#### Selected excerpt
☆ ☆ ☆ ☆ ☆

# How many Nintendo consoles do you own?



## thisistian (Nov 24, 2016)

I have 2, the DS Lite and 3DS.


----------



## Mira (Nov 25, 2016)

If I count my bf's DS then I have 3x 3DS, 1 DS lite, a Wii and WiiU. (Yes I am a fan T_T)


----------



## PoizonMushro0m (Nov 25, 2016)

1 NES
1 SNES
1 N64
2 GCNs
1 Wii
1 Wii U
1 Game Boy
1 Game Boy Color
2 Game Boy Advances
1 Game Boy Advance SP
1 Nintendo DS Lite
1 Nintendo 3DS
1 New Nintendo 3DS XL

Basically lacking a Virtual Boy at this point, but honestly will not try to go after something that I know will just be a pain to collect for and sit on a shelf.


----------



## abbydoll (Nov 25, 2016)

Wii
GameCube
Game Boy Advance SP
DSi (the pretty powder blue one ♥♥)

☆ ☆ ☆ ☆ ☆

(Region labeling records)
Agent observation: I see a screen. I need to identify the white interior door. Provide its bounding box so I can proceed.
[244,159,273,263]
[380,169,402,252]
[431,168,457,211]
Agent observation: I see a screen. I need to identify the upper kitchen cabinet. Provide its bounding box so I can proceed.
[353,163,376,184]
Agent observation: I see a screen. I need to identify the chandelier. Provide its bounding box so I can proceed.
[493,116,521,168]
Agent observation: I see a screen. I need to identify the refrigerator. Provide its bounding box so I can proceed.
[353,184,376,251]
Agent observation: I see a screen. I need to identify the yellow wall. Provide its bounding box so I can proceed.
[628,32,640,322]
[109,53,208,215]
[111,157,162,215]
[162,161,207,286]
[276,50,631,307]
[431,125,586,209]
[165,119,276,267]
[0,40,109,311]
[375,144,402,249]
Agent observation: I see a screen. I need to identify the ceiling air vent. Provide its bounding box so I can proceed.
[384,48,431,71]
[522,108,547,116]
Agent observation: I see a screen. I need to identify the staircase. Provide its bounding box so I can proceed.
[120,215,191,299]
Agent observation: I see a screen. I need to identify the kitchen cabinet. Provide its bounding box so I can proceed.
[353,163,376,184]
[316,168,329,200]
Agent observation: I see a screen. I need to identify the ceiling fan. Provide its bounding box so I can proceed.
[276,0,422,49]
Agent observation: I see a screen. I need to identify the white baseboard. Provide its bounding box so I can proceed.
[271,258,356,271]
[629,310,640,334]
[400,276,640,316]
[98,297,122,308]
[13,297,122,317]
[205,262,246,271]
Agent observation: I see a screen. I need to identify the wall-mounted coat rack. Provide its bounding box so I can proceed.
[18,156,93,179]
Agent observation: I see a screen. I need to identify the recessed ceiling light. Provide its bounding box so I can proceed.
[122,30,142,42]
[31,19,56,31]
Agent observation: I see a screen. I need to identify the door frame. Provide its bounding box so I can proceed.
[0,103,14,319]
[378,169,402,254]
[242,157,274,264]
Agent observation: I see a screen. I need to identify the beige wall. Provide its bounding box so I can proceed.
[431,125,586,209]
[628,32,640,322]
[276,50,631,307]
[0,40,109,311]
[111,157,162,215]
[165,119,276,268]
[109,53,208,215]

☆ ☆ ☆ ☆ ☆

Write out the part of the Nintendo console thread above from "Basically lacking a" up to and including "blue one ♥♥)", copying it word for word.

#### Reply to the task
Basically lacking a Virtual Boy at this point, but honestly will not try to go after something that I know will just be a pain to collect for and sit on a shelf.


----------



## abbydoll (Nov 25, 2016)

Wii
GameCube
Game Boy Advance SP
DSi (the pretty powder blue one ♥♥)